The 12.5 acre West Side Park is located in downtown Champaign, blocks away from the busy streets and within full view of City Hall. Originally zoned for the city square and future county courthouse (which was later sited in Urbana), it became in 1859 the first park in the system. Known as the commons when it was first created, it was in 1861 designated as a public cow pasture where any citizen might graze their cow for a fee of $0.35 per month.

Benjamin F. Johnson (1818–1894), an executive of the Illinois Central Railroad, donated $10,000 to the city for the building of a statue and bandstand in the commons. Sadly this was not completed until five years after his death. The statue "A Prayer for Rain" was sculpted by Edward Kemeys (1843–1907) and placed atop Johnson fountain. Both were dedicated to the project's benefactor in 1899.

Other notable monuments in what is now known as West Side park include the Lincoln Monolith, and several statues and plaques commemorating the Indian War.

== Minor parks ==
- Hessel Park, 26.9 acres of land obtained by the city in 1918, contains a free children's water park run by the city as well as a perimeter path totaling 0.6 mi.
- Eisner Park, sandwiched between Church and University on the city's west side, boasts 2 age-appropriate playgrounds, ball courts, and a baseball diamond. A rec center building also sits on this property.

INFORMATION PROVIDED —
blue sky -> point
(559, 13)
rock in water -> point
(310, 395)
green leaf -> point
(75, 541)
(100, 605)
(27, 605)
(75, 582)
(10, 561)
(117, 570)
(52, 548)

YOUR TASK —
Return, word for word, the portion of the Champaign parks text that starts at "The 12.5 acre" and stops after "of $0.35 per month.".

RESULT OF THIS TASK —
The 12.5 acre West Side Park is located in downtown Champaign, blocks away from the busy streets and within full view of City Hall. Originally zoned for the city square and future county courthouse (which was later sited in Urbana), it became in 1859 the first park in the system. Known as the commons when it was first created, it was in 1861 designated as a public cow pasture where any citizen might graze their cow for a fee of $0.35 per month.